EXERCISE GOAL: Copy out the listing word for word, starting at its beginning and stopping after the line that contains "347;189;367;264". Leave the pictures out.

TASK MATERIAL:

# # # # # # #

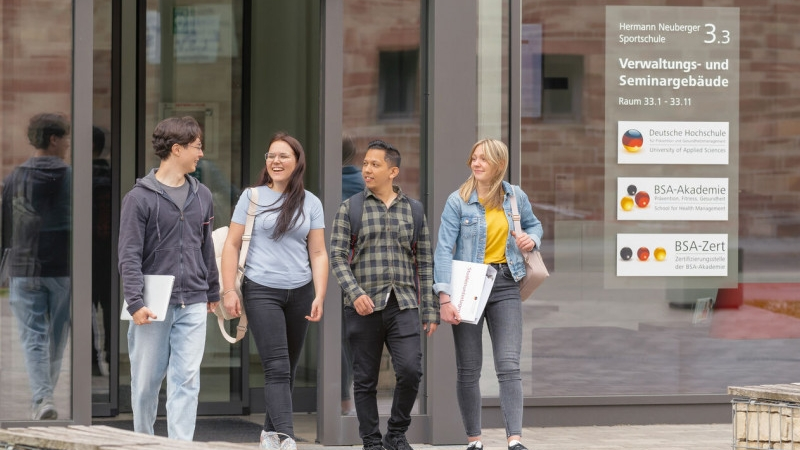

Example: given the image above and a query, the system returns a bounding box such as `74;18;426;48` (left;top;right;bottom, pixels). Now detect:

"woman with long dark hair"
220;132;328;450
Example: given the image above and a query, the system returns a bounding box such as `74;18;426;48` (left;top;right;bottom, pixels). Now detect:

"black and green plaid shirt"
330;186;439;324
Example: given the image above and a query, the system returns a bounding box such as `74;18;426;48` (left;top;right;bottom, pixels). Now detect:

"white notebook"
119;275;175;322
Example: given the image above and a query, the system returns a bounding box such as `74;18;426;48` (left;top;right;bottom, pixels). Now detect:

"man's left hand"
422;323;439;337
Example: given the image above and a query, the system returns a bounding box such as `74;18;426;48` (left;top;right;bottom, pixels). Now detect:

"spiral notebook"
119;275;175;322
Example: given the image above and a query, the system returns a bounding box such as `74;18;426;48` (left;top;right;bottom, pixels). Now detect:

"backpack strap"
347;189;367;264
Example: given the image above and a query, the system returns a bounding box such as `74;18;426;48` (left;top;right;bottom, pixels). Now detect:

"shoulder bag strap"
217;188;258;344
509;186;522;234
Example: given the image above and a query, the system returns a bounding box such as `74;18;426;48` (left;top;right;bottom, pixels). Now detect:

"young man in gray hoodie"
118;117;219;441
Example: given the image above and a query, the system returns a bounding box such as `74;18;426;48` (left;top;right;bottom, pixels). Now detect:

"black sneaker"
467;441;483;450
383;434;414;450
508;441;528;450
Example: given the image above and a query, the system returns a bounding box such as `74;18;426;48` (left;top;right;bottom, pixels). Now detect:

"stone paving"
297;424;733;450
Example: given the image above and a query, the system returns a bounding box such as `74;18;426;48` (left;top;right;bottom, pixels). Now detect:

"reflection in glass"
3;113;72;420
91;0;119;404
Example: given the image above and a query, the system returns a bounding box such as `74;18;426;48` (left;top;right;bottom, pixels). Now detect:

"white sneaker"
259;430;281;450
32;400;58;420
280;438;297;450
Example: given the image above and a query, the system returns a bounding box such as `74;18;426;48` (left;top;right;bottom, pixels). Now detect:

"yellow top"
478;198;508;264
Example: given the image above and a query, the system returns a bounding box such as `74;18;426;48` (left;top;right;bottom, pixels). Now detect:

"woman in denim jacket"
433;139;542;450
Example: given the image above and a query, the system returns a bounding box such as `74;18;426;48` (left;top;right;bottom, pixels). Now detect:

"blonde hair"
458;139;508;209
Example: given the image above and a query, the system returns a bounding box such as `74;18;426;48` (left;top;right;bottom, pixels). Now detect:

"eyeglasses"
264;153;293;163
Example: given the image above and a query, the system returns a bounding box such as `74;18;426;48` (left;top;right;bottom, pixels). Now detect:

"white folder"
450;259;497;324
119;275;175;322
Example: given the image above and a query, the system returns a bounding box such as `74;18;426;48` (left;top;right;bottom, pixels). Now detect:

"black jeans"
242;278;314;437
344;291;422;446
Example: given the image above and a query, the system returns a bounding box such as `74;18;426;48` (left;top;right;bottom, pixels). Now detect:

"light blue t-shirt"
231;186;325;289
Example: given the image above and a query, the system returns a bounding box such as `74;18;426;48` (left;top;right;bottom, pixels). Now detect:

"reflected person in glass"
221;132;328;450
341;134;366;415
433;139;542;450
3;113;72;420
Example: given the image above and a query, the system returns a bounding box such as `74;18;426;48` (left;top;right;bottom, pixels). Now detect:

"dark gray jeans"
453;265;522;437
344;291;422;447
242;278;314;437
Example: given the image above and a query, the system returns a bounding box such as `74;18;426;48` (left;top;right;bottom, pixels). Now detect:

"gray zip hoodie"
117;169;219;314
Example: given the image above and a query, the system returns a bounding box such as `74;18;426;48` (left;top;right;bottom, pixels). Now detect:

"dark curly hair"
153;116;203;161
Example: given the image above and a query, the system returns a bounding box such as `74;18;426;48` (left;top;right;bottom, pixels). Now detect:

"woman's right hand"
439;292;461;325
222;289;242;317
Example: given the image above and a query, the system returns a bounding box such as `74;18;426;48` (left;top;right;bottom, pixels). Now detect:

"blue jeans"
242;277;314;437
344;291;422;447
9;277;70;406
452;265;522;437
128;303;208;441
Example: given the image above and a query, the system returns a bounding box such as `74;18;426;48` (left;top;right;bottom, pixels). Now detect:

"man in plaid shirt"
330;141;439;450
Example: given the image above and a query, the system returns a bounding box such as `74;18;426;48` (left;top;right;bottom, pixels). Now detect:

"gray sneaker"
31;400;58;420
258;430;281;450
280;438;297;450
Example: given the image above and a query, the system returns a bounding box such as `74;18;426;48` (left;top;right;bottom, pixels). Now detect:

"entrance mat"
92;417;278;444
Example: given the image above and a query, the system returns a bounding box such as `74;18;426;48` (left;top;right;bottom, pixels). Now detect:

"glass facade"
519;0;800;402
0;1;74;421
0;0;800;443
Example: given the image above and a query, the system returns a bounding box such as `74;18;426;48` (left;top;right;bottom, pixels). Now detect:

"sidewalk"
297;424;733;450
92;414;733;450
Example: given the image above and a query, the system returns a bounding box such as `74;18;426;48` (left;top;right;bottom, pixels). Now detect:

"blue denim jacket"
433;181;542;295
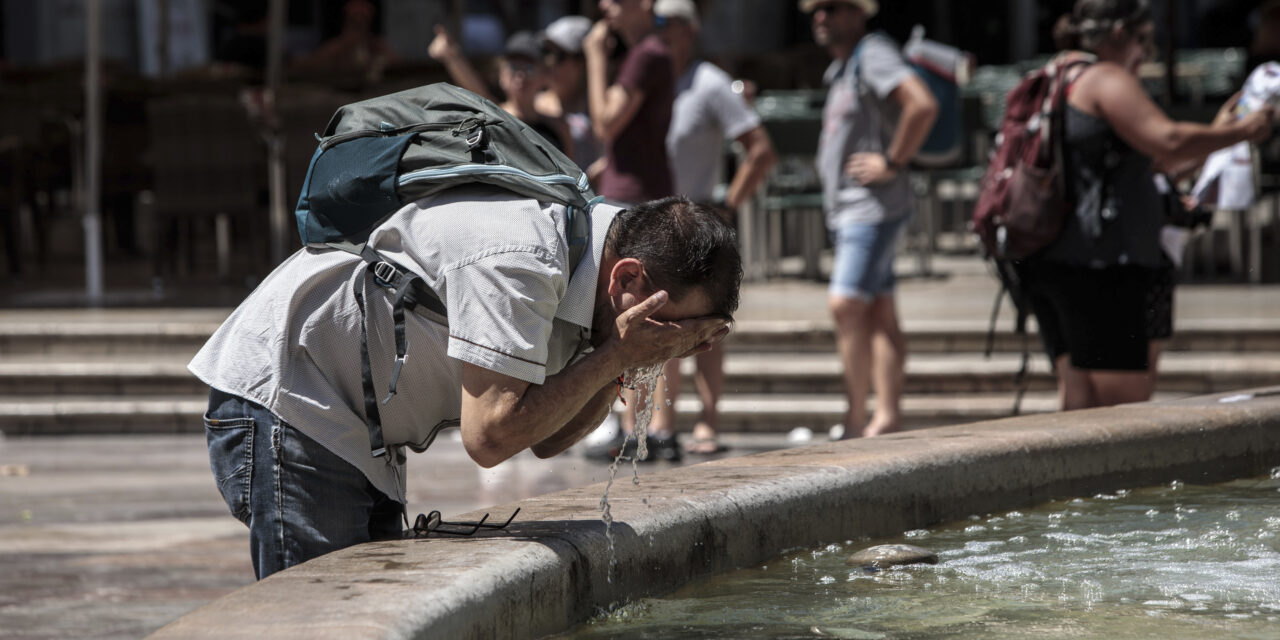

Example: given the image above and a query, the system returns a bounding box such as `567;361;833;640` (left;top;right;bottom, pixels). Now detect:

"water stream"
600;362;669;582
563;470;1280;640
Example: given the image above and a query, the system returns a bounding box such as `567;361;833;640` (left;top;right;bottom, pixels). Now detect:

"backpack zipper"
397;165;588;192
320;118;481;150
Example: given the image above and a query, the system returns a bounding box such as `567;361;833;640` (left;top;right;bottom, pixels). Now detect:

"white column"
264;0;289;266
83;0;102;305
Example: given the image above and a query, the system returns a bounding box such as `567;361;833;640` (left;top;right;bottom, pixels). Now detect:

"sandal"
685;435;728;456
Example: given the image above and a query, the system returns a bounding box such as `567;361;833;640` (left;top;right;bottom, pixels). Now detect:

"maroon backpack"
973;51;1094;260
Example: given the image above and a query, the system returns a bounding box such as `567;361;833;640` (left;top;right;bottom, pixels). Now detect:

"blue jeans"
205;389;404;580
829;215;911;300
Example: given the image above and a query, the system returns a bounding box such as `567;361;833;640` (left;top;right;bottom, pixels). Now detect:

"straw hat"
800;0;879;18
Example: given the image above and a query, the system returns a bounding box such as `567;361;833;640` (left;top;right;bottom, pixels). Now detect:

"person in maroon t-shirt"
582;0;676;202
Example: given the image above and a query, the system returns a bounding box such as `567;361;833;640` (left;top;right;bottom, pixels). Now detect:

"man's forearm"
530;380;618;458
586;54;609;137
442;54;494;101
724;128;778;211
884;97;938;166
462;340;623;466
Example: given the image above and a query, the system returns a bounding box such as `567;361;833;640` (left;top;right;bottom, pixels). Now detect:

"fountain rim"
151;387;1280;639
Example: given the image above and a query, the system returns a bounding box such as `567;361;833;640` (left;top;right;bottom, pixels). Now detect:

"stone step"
706;352;1280;396
0;317;1280;358
0;396;209;435
726;320;1280;353
0;352;1280;399
0;392;1185;435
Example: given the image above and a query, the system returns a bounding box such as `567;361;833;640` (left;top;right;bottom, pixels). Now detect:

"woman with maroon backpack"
1027;0;1272;410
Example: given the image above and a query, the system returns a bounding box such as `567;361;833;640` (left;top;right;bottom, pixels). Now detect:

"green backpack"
294;83;602;457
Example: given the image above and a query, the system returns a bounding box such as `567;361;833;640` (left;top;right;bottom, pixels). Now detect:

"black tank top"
1043;104;1165;269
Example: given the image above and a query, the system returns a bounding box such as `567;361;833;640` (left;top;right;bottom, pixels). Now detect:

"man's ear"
609;257;646;298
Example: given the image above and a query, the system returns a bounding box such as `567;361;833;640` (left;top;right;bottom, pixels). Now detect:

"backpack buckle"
467;124;488;148
374;261;401;287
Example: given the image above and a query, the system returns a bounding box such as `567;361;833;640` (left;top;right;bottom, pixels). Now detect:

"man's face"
591;259;714;347
599;0;652;31
658;18;698;52
812;3;867;47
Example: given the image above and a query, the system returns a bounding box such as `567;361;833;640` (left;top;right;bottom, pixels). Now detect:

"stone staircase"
0;311;1280;435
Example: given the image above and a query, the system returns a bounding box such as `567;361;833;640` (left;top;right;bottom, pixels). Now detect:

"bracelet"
616;374;636;407
881;154;906;173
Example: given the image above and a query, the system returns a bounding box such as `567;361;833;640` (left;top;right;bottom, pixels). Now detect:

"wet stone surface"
845;544;938;571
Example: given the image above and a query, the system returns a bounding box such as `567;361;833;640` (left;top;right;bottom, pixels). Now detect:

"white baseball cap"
543;15;591;54
653;0;698;28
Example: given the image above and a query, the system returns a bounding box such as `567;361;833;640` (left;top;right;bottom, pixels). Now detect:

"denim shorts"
829;215;911;300
205;389;404;580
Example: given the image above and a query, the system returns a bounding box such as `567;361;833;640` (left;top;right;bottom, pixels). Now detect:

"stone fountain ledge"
152;387;1280;639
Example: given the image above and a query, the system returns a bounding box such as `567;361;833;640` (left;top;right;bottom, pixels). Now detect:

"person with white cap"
650;0;777;453
534;15;600;170
428;24;575;157
582;0;676;202
800;0;938;438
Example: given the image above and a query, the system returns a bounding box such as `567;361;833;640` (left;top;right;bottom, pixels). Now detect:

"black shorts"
1147;257;1178;340
1027;262;1155;371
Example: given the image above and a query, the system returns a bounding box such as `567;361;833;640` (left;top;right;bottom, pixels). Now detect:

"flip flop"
685;436;728;456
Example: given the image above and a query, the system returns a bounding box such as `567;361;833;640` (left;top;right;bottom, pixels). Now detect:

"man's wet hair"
604;196;742;317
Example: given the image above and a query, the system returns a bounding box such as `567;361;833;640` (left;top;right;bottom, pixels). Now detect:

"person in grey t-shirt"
649;0;777;453
189;186;742;579
800;0;938;438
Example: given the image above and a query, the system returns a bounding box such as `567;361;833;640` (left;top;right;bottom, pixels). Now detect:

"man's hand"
1240;106;1275;142
426;24;462;63
582;19;609;58
845;152;897;187
605;291;730;369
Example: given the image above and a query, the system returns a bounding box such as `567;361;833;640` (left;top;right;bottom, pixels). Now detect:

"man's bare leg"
827;296;874;439
649;360;682;439
1053;353;1097;411
685;343;724;453
863;294;906;438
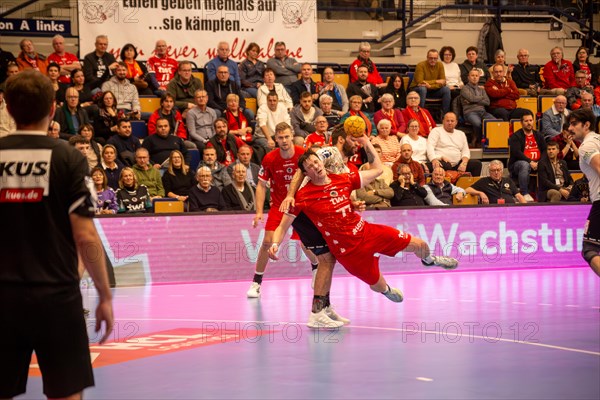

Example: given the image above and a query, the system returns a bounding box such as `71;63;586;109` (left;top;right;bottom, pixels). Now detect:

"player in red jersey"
246;122;317;298
146;40;178;91
269;136;458;320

# # # # # # #

OUTPUT OF THE TASK:
Example: given the image above and a query, the system returns a bounding box such as `74;18;426;48` (left;top;right;bottom, pixels). Now detect:

"woman with long dark hair"
220;132;328;450
Example: given the image above and a query, the system returns a bounding box such as `74;18;426;48` (left;top;right;bottom, pixels). Now detect:

"black and green plaid shirt"
330;186;439;324
Example: given the image above and a query, the system returns a bounding box such as `74;18;426;48` (left;top;right;bottom, pixels). Now detect:

"white notebook"
119;275;175;322
Example: given the image above and a query, the system returns a bounding box such as `74;18;426;48` (left;top;right;bottom, pixels). Now detect:

"man's left hand"
422;323;439;337
Example: given the image above and a query, the system returns a bounding box such as `74;18;426;48` (left;top;right;bottom, pixels). Now detect:

"spiral notebook"
119;275;175;322
Example: given the image above and a query, the system returns a bounding box such as `74;18;426;48` (left;top;right;bottom, pixels). Now detect:

"backpack strap"
347;189;367;264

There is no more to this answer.